* _Exercise prompt_
Write out the listing below in full and exactly, leaving out every picture.

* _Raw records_
— start —

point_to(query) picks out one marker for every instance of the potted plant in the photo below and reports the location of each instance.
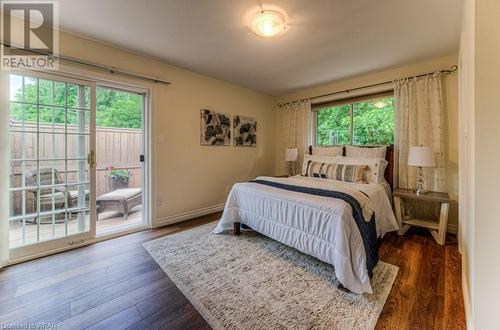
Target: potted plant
(117, 179)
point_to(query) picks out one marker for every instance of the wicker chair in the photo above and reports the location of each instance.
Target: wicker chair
(61, 194)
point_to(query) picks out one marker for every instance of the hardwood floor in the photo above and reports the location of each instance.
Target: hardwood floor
(116, 285)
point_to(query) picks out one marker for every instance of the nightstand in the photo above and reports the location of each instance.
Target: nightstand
(437, 228)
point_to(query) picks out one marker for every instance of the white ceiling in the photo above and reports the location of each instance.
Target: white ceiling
(326, 40)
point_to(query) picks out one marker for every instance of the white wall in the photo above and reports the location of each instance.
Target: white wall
(188, 177)
(479, 139)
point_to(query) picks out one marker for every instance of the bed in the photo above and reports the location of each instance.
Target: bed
(335, 221)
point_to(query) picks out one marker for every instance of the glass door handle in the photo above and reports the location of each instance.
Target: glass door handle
(91, 159)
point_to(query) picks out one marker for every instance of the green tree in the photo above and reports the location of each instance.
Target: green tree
(114, 108)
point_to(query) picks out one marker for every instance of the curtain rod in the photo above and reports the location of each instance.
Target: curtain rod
(452, 69)
(109, 69)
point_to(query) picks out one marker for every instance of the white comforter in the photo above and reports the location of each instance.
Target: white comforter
(323, 227)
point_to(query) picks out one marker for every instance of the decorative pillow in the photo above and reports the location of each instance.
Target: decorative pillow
(367, 152)
(328, 151)
(376, 167)
(321, 170)
(315, 158)
(352, 173)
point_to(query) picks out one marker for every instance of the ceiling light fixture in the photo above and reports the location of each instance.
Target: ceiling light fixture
(380, 104)
(268, 23)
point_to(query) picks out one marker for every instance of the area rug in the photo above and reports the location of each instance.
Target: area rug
(253, 282)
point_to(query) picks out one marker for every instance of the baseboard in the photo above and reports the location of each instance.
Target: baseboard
(187, 215)
(467, 303)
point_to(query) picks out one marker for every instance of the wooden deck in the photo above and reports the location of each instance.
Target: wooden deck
(107, 221)
(116, 285)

— end —

* _Response_
point_to(query) picks out one marker for every instance of the potted plant in the photo below and reports the location of each instance.
Target: potted plant
(117, 179)
point_to(query) picks out one marker for every instance of the wicker chair in the photo above and reports the location of each instance.
Target: wicker chair
(61, 194)
point_to(query) picks out one marker for every instance of the hardwood floor in the photo above and reports the location of each instance.
Target: hardwood floor
(116, 285)
point_to(query) picks out one marker for every instance of the nightstand in the photo above and reports the location of each instance.
Target: nightstand
(437, 228)
point_to(query) picks out one marker for every instance of the white ceiling in the photo above and reports the location of each instance.
Target: white ceiling
(326, 40)
point_to(query) picks out one marker for every instance of the white wall in the photo above and reports the location of each instance.
Target: white wall
(188, 177)
(479, 139)
point_to(query) picks out one marker for every instance of the bed in the photo above and reports the location of each instance.
Target: bed
(335, 221)
point_to(query) picks out one marker for every instance of the glass door handle in the photo above and reports the location of each instance.
Target: glass door handle
(91, 159)
point_to(query) picks out one marker for every instance of the green tree in the photo above and reports the location of each instance.
Target: green tree
(114, 108)
point_to(query) picks out one marker for every instance of the curtain rod in the photo above and reports the location of each instance.
Target: curtain rod
(452, 69)
(109, 69)
point_to(query) picks out one marker for every instance of the white comforter in the photo above and reports the location of each instance.
Target: white comforter
(323, 227)
point_to(query) picks out one marker for every instance of the decorative pillow in the photo above and reports the location of each instance.
Target: decorative pillow
(367, 152)
(328, 151)
(376, 167)
(321, 170)
(315, 158)
(352, 173)
point_to(query) picks out one marker for every instance of the ceiling light fixture in the photo above and reports the location of each instance.
Target: ceiling light fixture
(380, 104)
(268, 23)
point_to(query) picks out one marker for every instance of the area rug in the photo above and reports the location of each instance.
Target: area rug
(253, 282)
point_to(query) picks out one marker for every instance of the baseboard in the photo above and reports the location of each instance.
Target: baseboard
(187, 215)
(467, 303)
point_to(query) picks out one marker for every instance of the wooden deck in the photo above and reports the location of each instance.
Target: wooden deck
(107, 221)
(116, 285)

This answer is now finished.